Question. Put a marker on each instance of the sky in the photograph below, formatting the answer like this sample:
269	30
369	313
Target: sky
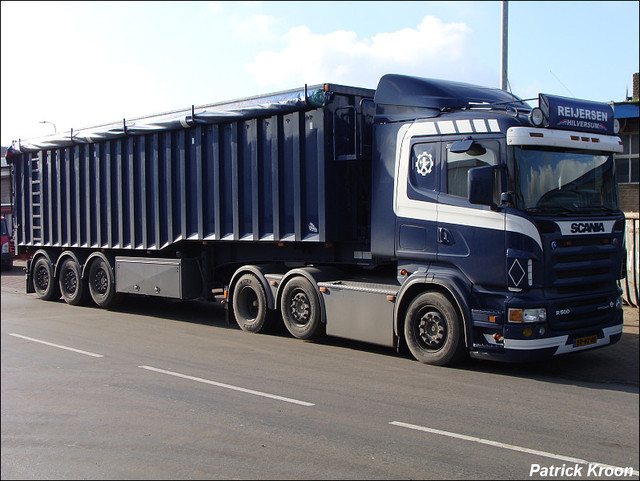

---

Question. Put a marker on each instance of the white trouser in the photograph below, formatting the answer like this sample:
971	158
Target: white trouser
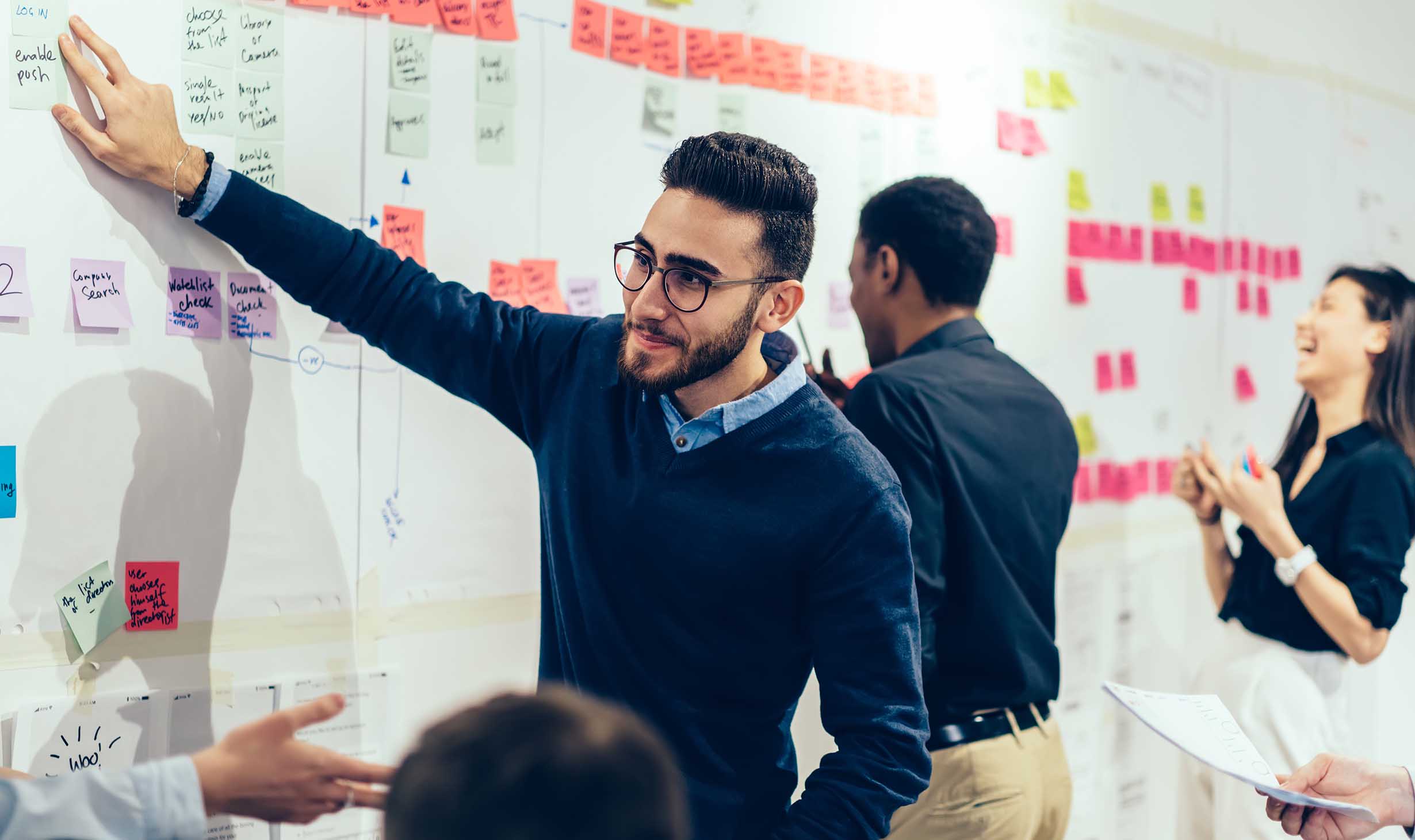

:: About this task ::
Copy, from the material, each line that holds the string "like".

:: Problem solution ::
Question. Put a marker on each instance of the sky in the photograph below, formatting the answer like this sample:
Question. Put a marker on each instance of the white trouser in the photograph below, formatting the answer like this sample:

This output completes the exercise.